Exercise instructions
Examine each line of the data, and copy the ones containing "face".

Given information

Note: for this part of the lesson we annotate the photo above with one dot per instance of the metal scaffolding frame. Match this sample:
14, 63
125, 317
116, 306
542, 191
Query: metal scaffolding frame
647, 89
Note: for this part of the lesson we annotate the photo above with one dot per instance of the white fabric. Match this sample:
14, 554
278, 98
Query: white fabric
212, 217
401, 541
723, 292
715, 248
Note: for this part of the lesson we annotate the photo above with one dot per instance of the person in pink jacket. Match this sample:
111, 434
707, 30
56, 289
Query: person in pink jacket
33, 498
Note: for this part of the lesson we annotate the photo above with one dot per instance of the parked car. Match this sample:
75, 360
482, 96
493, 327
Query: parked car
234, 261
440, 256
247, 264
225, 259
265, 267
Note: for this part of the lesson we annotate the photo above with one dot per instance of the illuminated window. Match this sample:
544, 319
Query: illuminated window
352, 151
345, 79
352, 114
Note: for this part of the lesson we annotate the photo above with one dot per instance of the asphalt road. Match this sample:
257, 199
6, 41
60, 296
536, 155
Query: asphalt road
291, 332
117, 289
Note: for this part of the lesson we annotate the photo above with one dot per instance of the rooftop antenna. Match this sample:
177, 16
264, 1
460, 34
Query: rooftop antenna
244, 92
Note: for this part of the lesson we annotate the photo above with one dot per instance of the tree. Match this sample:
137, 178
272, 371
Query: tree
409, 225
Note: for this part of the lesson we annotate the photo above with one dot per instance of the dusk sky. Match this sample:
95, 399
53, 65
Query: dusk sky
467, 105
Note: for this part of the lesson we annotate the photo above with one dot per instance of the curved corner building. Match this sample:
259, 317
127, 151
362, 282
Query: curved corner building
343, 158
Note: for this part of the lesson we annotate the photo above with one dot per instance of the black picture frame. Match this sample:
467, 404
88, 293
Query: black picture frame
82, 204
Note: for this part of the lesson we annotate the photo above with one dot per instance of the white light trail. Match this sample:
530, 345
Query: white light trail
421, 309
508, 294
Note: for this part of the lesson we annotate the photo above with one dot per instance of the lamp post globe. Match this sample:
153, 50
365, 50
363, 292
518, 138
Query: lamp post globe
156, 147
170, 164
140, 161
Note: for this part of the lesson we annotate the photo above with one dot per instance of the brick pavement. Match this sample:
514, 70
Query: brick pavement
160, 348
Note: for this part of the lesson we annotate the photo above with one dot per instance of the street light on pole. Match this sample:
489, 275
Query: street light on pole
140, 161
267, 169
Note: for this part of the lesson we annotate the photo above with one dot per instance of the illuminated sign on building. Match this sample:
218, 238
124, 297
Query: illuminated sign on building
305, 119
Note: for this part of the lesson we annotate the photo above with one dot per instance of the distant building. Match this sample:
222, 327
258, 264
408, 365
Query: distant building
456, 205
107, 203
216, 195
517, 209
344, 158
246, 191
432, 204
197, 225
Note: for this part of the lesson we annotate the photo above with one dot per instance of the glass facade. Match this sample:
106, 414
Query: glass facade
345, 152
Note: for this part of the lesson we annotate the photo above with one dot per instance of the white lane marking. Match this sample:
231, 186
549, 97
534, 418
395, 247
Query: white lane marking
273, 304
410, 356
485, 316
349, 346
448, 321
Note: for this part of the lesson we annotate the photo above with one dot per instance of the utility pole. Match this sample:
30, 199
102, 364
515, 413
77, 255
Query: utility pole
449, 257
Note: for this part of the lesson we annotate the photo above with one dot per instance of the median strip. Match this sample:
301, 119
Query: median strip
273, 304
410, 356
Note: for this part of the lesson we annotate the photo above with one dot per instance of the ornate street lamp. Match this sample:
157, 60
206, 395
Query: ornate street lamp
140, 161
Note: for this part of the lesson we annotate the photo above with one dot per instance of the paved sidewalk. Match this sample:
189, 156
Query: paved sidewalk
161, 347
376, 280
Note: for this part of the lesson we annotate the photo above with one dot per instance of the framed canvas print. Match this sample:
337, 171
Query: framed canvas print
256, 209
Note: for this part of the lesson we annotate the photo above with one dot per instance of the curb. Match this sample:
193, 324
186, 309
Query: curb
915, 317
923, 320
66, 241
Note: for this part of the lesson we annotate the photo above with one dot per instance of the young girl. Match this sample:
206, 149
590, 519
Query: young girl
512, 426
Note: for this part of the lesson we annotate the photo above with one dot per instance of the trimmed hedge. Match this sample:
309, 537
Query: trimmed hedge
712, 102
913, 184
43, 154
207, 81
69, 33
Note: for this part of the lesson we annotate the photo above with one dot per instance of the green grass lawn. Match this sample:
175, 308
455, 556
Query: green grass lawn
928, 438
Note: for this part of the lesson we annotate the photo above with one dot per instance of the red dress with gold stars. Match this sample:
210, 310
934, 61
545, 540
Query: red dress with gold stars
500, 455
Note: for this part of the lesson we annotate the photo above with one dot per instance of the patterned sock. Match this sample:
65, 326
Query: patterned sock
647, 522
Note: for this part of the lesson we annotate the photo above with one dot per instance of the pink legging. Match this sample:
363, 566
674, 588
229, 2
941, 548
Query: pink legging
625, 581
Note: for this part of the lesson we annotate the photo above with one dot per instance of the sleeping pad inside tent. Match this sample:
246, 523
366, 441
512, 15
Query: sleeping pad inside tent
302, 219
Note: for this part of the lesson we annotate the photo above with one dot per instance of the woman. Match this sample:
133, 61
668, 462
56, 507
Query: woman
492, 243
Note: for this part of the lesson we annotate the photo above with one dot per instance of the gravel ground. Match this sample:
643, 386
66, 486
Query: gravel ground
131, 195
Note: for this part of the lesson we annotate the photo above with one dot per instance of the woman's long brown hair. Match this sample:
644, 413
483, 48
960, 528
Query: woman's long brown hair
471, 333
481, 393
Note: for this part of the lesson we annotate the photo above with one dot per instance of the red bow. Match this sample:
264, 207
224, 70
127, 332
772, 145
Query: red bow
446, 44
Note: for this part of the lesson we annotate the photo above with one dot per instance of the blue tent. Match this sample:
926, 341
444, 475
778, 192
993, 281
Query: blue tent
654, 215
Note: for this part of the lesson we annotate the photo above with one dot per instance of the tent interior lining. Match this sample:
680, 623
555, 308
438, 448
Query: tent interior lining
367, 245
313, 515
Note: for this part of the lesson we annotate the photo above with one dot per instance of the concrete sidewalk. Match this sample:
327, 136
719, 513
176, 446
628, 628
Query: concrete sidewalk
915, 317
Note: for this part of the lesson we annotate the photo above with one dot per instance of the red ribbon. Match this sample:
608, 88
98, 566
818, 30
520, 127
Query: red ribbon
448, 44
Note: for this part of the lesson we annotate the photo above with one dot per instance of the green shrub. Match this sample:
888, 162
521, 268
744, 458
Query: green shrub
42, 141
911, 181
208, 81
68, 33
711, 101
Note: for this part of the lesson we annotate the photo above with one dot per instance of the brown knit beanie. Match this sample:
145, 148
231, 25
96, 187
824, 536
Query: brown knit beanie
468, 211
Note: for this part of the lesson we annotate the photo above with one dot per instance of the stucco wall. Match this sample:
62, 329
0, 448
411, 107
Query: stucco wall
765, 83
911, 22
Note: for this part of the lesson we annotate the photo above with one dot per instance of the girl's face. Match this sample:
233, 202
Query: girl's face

Solved exercise
Note: for this part of the lesson we annotate the photo above with one dot per instance of the girl's face. Match this sample:
Query: girl's face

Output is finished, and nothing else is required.